Aim
Reproduce the listing below word for word, every line from first to last.

Information given
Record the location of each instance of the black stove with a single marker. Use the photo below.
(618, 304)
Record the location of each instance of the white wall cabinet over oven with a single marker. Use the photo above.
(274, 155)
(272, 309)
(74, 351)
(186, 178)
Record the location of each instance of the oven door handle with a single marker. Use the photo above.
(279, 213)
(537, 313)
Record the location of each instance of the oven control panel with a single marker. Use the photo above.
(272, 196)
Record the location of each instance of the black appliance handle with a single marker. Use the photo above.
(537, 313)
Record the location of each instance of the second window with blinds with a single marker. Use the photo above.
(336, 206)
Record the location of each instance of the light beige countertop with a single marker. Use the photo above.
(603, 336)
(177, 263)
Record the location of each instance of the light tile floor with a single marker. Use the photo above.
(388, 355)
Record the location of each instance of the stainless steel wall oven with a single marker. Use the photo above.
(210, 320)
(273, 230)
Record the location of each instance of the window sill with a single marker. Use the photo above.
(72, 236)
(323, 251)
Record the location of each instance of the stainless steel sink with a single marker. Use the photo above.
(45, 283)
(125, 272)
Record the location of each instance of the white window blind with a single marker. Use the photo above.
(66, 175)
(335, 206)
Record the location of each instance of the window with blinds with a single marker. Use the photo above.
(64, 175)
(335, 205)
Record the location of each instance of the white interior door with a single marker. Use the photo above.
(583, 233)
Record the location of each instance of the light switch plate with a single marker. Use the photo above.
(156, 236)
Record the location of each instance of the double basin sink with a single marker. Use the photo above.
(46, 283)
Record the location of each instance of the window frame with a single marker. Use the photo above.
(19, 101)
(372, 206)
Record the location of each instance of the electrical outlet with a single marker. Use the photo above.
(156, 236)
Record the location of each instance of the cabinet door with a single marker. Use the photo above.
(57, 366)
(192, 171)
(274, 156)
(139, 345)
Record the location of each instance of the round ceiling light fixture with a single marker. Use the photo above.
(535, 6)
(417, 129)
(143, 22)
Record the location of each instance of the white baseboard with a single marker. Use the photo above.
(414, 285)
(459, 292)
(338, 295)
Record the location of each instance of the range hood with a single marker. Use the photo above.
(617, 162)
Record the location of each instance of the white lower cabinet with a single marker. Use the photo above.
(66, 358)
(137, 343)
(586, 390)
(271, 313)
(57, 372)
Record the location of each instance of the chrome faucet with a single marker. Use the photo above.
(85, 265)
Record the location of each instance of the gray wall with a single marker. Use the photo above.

Completed task
Record the location of each instance of the black stove with a single marker. Use the photo below.
(618, 304)
Record the location of each instance of the white wall cabinet over oven with a single marker. Use the photo above.
(274, 155)
(272, 309)
(74, 351)
(186, 178)
Record the location of each instance of the oven door handle with a single marker. Use the photo above.
(279, 213)
(537, 313)
Record the location of each instance of the oven control panel with a single marker. Use the photo above.
(272, 196)
Record the location of each instance of the black appliance handle with a single marker. Use the photo above.
(537, 313)
Record the location of each instance of the second window with blinds with a single marker. Use the photo above.
(336, 206)
Record the location of each instance of the light beige countertop with a single marker. Use the photo above.
(603, 336)
(177, 263)
Record the location of each instance of the light tile floor with a single marker. Use the photo above.
(388, 355)
Record the location of each instance of the stainless steel wall oven with a single marker. Use the photo above.
(210, 320)
(273, 230)
Record the location of each instance of the window sill with a single marker. Use the photo above.
(72, 236)
(323, 251)
Record the location of each instance of the stainless steel sink with a single marker. Use the photo above.
(45, 283)
(125, 272)
Record the location of each instance of the white window blind with a single marker. Use the photo above.
(66, 175)
(335, 206)
Record the location of each instance of the window with blinds with a single marker. Use the photo above.
(64, 175)
(335, 205)
Record the location of each instance of the white interior door with a single marker. Use the photo above.
(583, 233)
Record the location of each instance of the light switch plate with a single marker. Use the photo above.
(156, 236)
Record the location of each instance of the double basin sink with a single marker. Use the photo above.
(46, 283)
Record the location of each instance of the window frame with a single marker. Use the photo above.
(19, 101)
(372, 206)
Record the location of each instance of the electrical outlet with a single marker. Use the photo above.
(156, 236)
Record the location of each instance of the cabinet door with a single marker. Use the photo above.
(57, 366)
(192, 171)
(274, 156)
(139, 345)
Record the location of each instance of the round ceiling light fixture with a single marker. Use the photo above.
(535, 6)
(417, 129)
(143, 22)
Record the location of each instance of the white baseboard with a single marker. Use the photo above.
(414, 285)
(459, 292)
(338, 295)
Record the location of each instance of the range hood with a single marker. Use the photo above.
(617, 162)
Record the location of each instance of the white lower cabinet with a single marker. Use the photo above.
(66, 358)
(137, 343)
(586, 390)
(271, 313)
(57, 372)
Record the location of each instance of the chrome faucet with a single marker. Use the photo above.
(85, 265)
Record the location of each instance of the gray wall with a single marker. Use the photo above.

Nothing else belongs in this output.